• **Fragmento de lectura**:

Otro cambio evolutivo, más oculto que se está produciendo, aunque no sabemos qué efectos tendrá sobre nuestra especie, es consecuencia de la lucha en que está empeñada la humanidad desde que Pasteur descubriese en el siglo XIX la naturaleza microbiana de algunas enfermedades, una lucha que tiene como objetivo eliminar tantos microorganismos patógenos como sea posible. Además de los ya mencionados antibióticos (que han provocado que los microorganismos estén evolucionando para defenderse) y de las vacunas, disponemos de otros elementos, como jabones antimicrobianos y desinfectantes de manos, ubicuos en una buena parte de las regiones urbanas. Y también pretendemos esterilizar los entornos donde vivimos. Ahora bien, al profundizar en esta lucha parece que olvidamos los muchos ejemplos de interacciones positivas que existen entre animales y microbios. Nosotros mismos vivimos en íntima, y beneficiosa relación para ambas partes, con unas mil variedades de microbios, lo que se denomina microbioma humano que, a su vez, contiene del orden de 4 millones de genes, frente a los aproximadamente 30.000 que componen el genoma humano. Todavía existen muchas incógnitas en este novedoso campo, pero ya hay evidencias que muestran que: (1) los microbiomas, y el humano entre ellos, han evolucionado con sus huéspedes; (2) existen diferencias entre los microbiomas de especies diferentes e incluso entre poblaciones de humanos distintas; (3) el microbioma de los urbanitas occidentales es el de menor variedad de entre los conocidos hasta ahora. Si nuestro microbioma disminuye y cambia (evoluciona), ¿qué efecto tendrá sobre nuestra evolución?

• **Consigna A**:
Responde a estas preguntas sobre el fragmento del microbioma humano:
(i) ¿Qué descubrió Pasteur en el siglo XIX?
(ii) ¿De cuántos genes, aproximadamente, consta el microbioma humano?
(iii) ¿Qué rasgo se atribuye al microbioma de los urbanitas occidentales?
• **Consigna B**:
Prolonga, por favor, el texto sobre el microbioma humano a partir de la pregunta con la que termina.
Las entradas proceden de otra fuente.

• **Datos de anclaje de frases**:
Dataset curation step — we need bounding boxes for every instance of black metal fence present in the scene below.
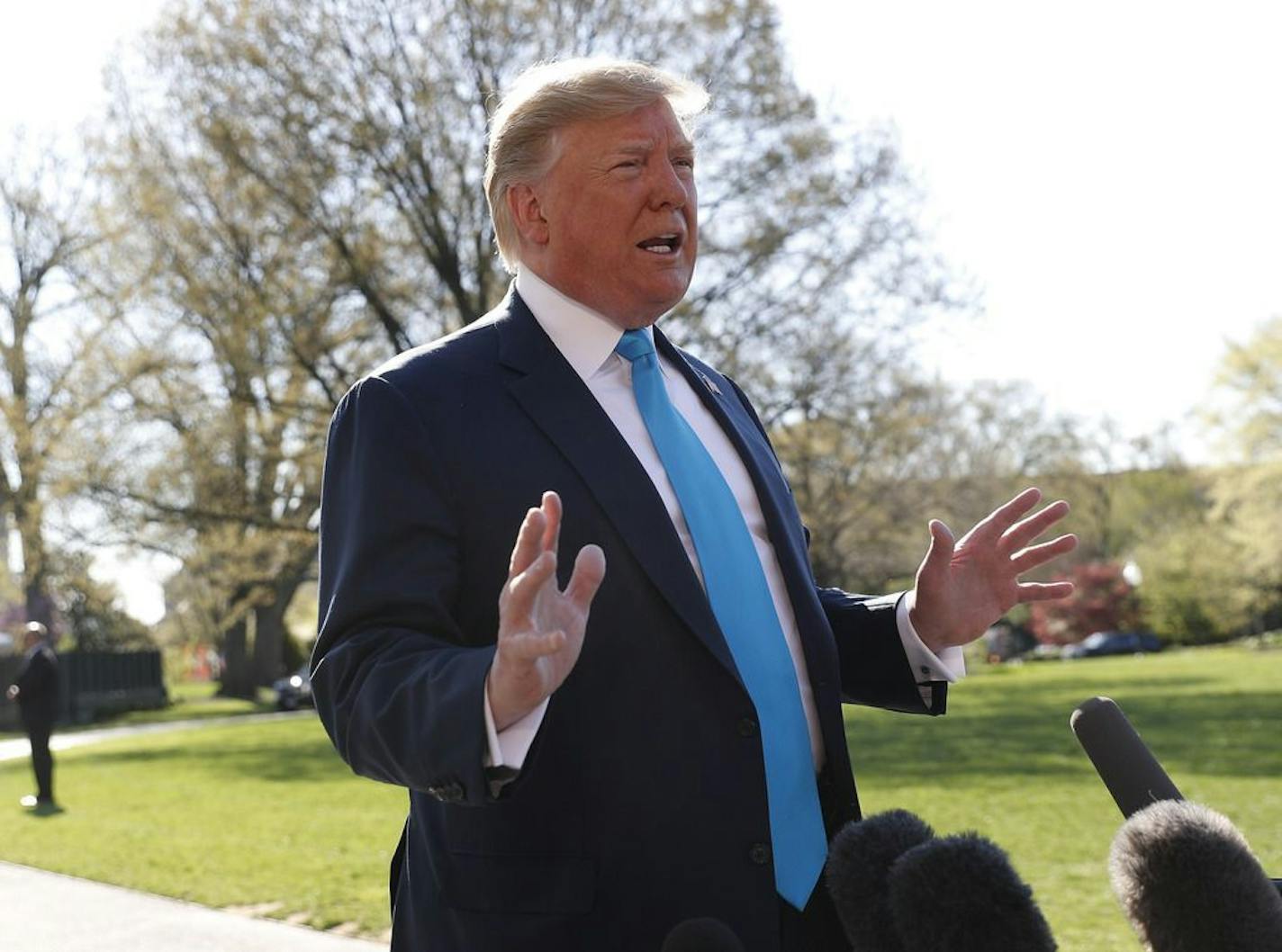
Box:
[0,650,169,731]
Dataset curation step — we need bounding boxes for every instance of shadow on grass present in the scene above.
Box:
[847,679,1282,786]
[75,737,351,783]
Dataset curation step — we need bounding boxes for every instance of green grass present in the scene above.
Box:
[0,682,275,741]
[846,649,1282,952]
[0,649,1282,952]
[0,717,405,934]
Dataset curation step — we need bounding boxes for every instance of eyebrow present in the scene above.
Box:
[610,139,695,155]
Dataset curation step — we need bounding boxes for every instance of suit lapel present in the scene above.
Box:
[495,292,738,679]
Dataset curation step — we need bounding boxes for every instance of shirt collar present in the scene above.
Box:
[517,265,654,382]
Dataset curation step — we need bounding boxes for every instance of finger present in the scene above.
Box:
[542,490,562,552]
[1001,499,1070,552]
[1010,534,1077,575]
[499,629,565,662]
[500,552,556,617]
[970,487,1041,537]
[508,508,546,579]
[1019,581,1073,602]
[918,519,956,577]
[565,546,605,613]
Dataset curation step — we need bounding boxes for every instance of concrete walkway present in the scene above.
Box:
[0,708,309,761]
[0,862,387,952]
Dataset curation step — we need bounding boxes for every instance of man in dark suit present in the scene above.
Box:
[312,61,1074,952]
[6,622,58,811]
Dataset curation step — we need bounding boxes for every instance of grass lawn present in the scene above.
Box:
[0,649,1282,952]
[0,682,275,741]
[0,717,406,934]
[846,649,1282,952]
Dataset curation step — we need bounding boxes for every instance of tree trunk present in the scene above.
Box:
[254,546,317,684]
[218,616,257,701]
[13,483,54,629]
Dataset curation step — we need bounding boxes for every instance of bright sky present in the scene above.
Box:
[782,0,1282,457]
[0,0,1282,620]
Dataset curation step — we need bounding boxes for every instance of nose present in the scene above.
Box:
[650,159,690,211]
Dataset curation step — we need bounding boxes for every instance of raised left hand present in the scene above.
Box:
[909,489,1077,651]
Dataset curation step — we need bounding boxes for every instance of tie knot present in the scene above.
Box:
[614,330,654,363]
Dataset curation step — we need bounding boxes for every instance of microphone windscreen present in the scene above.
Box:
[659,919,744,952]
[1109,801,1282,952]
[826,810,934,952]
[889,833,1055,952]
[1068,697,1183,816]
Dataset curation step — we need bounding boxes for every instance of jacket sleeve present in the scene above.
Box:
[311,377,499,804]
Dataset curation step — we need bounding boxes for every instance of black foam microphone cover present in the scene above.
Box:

• **Respuesta A**:
(i) La naturaleza microbiana de algunas enfermedades.
(ii) Del orden de 4 millones de genes.
(iii) Es el de menor variedad de entre los conocidos hasta ahora.

• **Respuesta B**:
Encontramos un nuevo ejemplo en la alimentación. Sabemos que en la evolución que condujo al homo sapiens intervino como un factor importante los ajustes a los alimentos disponibles. Si esto es así, habrá que considerar el efecto evolutivo que producirán los cambios globales, y culturales, de las dietas modernas, cambios que incorporan alimentos procesados o bebidas con altas calorías, estrechamente ligados a la plaga pandémica de obesidad, diabetes y enfermedades cardiovasculares. La evolución, no lo olvidemos, tiene como fin eliminar peligros para la supervivencia de la especie, y en su lucha por conseguirlo utiliza tácticas muy diversas. La legítima preocupación por cómo podrá influir la ingeniería genética en el futuro de nuestra especie está aún lejos, pero otras influencias no lo están tanto.